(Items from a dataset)
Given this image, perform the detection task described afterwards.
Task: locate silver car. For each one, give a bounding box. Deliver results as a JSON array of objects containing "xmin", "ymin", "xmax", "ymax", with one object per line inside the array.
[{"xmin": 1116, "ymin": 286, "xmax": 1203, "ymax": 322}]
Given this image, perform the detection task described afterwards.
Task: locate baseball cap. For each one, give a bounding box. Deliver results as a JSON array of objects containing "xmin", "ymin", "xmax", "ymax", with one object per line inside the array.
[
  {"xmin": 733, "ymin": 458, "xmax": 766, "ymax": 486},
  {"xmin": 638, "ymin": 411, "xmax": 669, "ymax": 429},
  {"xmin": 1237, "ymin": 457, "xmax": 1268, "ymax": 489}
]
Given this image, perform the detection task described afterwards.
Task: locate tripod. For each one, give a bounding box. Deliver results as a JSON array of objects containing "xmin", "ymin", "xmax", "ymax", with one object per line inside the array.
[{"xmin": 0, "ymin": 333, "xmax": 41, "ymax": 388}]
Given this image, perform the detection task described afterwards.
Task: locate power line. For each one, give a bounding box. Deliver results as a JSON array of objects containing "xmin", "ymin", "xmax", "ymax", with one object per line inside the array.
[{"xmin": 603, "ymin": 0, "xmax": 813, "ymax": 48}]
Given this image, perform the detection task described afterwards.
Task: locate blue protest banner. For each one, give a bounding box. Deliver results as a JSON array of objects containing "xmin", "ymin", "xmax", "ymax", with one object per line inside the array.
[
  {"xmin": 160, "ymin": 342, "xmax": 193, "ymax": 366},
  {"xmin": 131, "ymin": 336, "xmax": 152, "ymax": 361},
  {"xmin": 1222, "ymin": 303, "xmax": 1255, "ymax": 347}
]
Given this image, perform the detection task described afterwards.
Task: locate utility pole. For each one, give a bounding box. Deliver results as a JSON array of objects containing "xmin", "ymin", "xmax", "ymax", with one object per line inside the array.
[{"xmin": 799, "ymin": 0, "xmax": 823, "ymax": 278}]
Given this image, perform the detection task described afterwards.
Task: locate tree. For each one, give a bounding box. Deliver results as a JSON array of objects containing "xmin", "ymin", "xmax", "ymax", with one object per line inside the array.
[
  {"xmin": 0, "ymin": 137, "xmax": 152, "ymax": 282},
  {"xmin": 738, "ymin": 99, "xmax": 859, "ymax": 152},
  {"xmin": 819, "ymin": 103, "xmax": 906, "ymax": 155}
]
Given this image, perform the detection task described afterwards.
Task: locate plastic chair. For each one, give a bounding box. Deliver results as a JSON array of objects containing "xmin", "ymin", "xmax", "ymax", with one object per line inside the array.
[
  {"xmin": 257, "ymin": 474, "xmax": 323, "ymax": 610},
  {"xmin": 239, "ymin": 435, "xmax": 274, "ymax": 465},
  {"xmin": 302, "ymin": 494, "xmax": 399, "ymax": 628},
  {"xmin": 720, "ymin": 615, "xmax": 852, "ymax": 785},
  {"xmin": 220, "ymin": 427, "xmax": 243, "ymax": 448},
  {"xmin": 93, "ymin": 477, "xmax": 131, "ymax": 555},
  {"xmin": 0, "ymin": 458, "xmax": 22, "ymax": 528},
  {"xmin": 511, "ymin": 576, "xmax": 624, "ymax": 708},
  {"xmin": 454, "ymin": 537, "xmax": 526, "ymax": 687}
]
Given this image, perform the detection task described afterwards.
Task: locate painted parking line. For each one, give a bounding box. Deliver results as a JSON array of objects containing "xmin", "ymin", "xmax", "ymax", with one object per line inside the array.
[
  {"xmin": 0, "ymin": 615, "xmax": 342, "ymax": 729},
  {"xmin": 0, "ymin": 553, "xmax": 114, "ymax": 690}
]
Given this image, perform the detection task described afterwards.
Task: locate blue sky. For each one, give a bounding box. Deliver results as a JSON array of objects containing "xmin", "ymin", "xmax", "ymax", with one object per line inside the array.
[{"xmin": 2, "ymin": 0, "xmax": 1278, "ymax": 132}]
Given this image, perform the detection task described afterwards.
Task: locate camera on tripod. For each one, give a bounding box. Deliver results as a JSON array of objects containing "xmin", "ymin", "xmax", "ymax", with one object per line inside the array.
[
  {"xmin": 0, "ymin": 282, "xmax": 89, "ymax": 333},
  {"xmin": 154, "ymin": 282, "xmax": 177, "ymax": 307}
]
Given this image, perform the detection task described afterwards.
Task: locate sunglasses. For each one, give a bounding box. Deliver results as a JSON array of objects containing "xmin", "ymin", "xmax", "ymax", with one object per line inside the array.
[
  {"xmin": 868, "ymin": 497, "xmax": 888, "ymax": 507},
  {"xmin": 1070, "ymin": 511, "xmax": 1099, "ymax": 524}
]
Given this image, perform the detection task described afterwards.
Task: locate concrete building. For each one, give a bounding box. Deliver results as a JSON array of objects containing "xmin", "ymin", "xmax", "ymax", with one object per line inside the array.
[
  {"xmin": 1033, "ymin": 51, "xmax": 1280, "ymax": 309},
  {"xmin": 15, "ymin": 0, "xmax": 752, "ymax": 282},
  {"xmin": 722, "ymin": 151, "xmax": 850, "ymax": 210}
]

- WHAT IS BEING ASKED -
The records shown above must be returned in full, exactly as written.

- EXERCISE SOLUTION -
Given this image, perform the detection task described afterwards.
Task: locate silver car. For each one, give a bounding box. Deliver results as a JSON array of objects containing "xmin", "ymin", "xmax", "ymax", with one object per line inside the array.
[{"xmin": 1116, "ymin": 286, "xmax": 1203, "ymax": 322}]
Given this image, perform the detection task described afterwards.
Task: locate baseball cap. For each one, give a bounding box. Deliver results as a JSON array of objects containing "xmin", "ymin", "xmax", "ymax", with one object per line inside the array.
[
  {"xmin": 733, "ymin": 458, "xmax": 766, "ymax": 486},
  {"xmin": 638, "ymin": 411, "xmax": 669, "ymax": 429},
  {"xmin": 1237, "ymin": 457, "xmax": 1268, "ymax": 489}
]
Given this image, perform the detection task described afterwards.
Task: locate tripod. For each one, give a bounding box. Deliver results as a JSON array of objects containing "xmin", "ymin", "xmax", "ymax", with one object per line inside the array.
[{"xmin": 0, "ymin": 333, "xmax": 41, "ymax": 388}]
Given this image, perform the detection task described afterwards.
Task: locate power line. For each one, give a bounding box. Deliver results as a JSON array of objects containing "xmin", "ymin", "xmax", "ymax", with one object per line inside the array.
[{"xmin": 603, "ymin": 0, "xmax": 813, "ymax": 48}]
Given this image, perform the detection task described afterwards.
Task: locate blue protest banner. For each one, give a bounding box. Deliver results as a JSON array of objects containing "xmin", "ymin", "xmax", "ymax", with one object per line inside the array.
[
  {"xmin": 160, "ymin": 342, "xmax": 193, "ymax": 366},
  {"xmin": 131, "ymin": 336, "xmax": 152, "ymax": 361},
  {"xmin": 1222, "ymin": 303, "xmax": 1255, "ymax": 347}
]
Given this image, perform the detection task described afterwards.
Task: locate utility pole. For each one, give a bounding box. Deliver results as a JSON array of objects containing "xmin", "ymin", "xmax", "ymax", with one object per line inside the array.
[{"xmin": 799, "ymin": 0, "xmax": 823, "ymax": 278}]
Given this image, perform the detection task described afterwards.
Task: locate tree. For each one, give a bounding box. Deliver results as a JSON array of objects containing "xmin", "ymin", "xmax", "ymax", with one object per line inside the array.
[
  {"xmin": 0, "ymin": 137, "xmax": 152, "ymax": 282},
  {"xmin": 738, "ymin": 99, "xmax": 859, "ymax": 152},
  {"xmin": 819, "ymin": 103, "xmax": 906, "ymax": 155}
]
Given this image, perform the detection task described afterwards.
Task: locate plastic chair. For each one, give a bounding box. Deliver results as a JSON array of objects containing "xmin", "ymin", "xmax", "ymax", with one object per line inside the array.
[
  {"xmin": 257, "ymin": 474, "xmax": 323, "ymax": 610},
  {"xmin": 239, "ymin": 435, "xmax": 274, "ymax": 465},
  {"xmin": 302, "ymin": 494, "xmax": 399, "ymax": 628},
  {"xmin": 720, "ymin": 615, "xmax": 852, "ymax": 785},
  {"xmin": 220, "ymin": 427, "xmax": 243, "ymax": 448},
  {"xmin": 93, "ymin": 477, "xmax": 131, "ymax": 555},
  {"xmin": 0, "ymin": 458, "xmax": 22, "ymax": 528},
  {"xmin": 511, "ymin": 576, "xmax": 624, "ymax": 708},
  {"xmin": 454, "ymin": 537, "xmax": 526, "ymax": 687}
]
Given this image, perform the detection task described afterwards.
Task: locate painted parking line. For each one, give a bounding box. Deliver results as a JSON array of objects containing "xmin", "ymin", "xmax", "ymax", with one object per line inside the array.
[
  {"xmin": 0, "ymin": 615, "xmax": 342, "ymax": 729},
  {"xmin": 0, "ymin": 553, "xmax": 114, "ymax": 690}
]
Given this image, perform the detection task described afterwards.
Task: locate blue sky. For each one, give a bounding box. Deliver results as a JSON array of objects containing "xmin", "ymin", "xmax", "ymax", with one object per line inside the array.
[{"xmin": 2, "ymin": 0, "xmax": 1278, "ymax": 132}]
Given this image, perform the detection task described afterwards.
Task: locate camera on tripod. For each one, give a bounding box. Deliver results as a JSON array of objects containing "xmin", "ymin", "xmax", "ymax", with one object per line inside the array.
[
  {"xmin": 0, "ymin": 282, "xmax": 89, "ymax": 333},
  {"xmin": 154, "ymin": 282, "xmax": 177, "ymax": 307}
]
Given this image, perform the detection task described afterwards.
Task: locate sunglasses. For each one, give a bounding box. Deliver results as a JSON array of objects containing "xmin", "ymin", "xmax", "ymax", with one object per line inside the array.
[
  {"xmin": 868, "ymin": 497, "xmax": 888, "ymax": 507},
  {"xmin": 1070, "ymin": 511, "xmax": 1099, "ymax": 524}
]
Given this image, perform the detection task described afterwards.
Task: locate concrete building. For each one, give a bounding box. Deliver results as a JSON array of objects containing "xmin", "ymin", "xmax", "ymax", with one object per line inside the array.
[
  {"xmin": 1033, "ymin": 51, "xmax": 1280, "ymax": 309},
  {"xmin": 15, "ymin": 0, "xmax": 752, "ymax": 282},
  {"xmin": 722, "ymin": 151, "xmax": 850, "ymax": 210}
]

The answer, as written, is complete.